§ **AIM OF THE TASK**
In the listing below, how many lines contain the string "boat"? Reply with the number alone.

§ **TASK DATA**
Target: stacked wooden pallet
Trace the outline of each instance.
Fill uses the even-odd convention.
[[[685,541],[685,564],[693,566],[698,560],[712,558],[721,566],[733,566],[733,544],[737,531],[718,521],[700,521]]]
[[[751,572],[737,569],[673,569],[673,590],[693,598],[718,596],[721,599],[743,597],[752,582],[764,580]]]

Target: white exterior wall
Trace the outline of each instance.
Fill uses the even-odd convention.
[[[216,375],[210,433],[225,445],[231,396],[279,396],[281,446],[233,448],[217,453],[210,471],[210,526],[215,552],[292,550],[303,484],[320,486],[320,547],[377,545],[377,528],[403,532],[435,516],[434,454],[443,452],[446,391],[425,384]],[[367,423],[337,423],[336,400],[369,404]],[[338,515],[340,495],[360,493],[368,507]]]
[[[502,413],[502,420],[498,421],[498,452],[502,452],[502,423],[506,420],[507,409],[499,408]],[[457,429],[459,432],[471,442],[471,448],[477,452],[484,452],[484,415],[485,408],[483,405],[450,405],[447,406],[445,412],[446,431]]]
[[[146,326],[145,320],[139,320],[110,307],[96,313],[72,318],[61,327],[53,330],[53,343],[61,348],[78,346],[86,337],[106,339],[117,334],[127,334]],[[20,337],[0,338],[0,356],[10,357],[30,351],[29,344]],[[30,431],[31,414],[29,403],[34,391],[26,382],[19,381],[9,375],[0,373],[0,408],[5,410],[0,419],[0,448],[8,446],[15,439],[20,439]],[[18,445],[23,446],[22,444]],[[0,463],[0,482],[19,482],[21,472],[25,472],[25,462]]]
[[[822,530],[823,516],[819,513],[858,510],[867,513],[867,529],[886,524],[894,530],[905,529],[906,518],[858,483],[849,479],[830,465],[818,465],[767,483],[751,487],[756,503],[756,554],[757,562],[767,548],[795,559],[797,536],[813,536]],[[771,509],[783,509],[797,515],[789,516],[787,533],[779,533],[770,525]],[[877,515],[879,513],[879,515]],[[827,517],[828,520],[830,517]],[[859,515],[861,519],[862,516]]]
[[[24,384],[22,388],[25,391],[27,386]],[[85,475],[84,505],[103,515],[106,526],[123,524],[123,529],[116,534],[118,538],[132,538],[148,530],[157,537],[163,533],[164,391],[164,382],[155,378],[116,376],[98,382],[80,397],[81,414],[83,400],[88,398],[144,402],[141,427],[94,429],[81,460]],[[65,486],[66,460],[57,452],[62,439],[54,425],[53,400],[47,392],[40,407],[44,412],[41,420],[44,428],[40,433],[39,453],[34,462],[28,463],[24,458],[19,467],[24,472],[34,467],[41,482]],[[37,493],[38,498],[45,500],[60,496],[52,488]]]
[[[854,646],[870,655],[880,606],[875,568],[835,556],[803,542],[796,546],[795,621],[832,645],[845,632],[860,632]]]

--

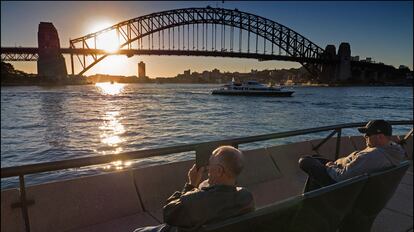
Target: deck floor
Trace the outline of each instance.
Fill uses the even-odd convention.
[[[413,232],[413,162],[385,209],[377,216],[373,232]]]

...

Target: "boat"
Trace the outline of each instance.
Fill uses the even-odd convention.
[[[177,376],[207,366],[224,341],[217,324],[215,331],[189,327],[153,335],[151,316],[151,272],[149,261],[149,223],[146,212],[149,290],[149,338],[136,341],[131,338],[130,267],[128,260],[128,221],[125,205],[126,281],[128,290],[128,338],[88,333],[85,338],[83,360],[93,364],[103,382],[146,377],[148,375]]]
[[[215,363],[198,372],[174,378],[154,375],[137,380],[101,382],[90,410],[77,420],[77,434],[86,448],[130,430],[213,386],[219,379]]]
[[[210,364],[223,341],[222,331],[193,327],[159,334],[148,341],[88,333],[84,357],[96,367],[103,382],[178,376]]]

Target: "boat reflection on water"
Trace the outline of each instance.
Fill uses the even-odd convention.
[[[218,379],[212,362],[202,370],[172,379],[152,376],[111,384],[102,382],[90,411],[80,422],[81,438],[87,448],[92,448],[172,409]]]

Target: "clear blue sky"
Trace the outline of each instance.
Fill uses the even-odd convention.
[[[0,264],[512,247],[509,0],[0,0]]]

§ **EXERCISE SOLUTION**
2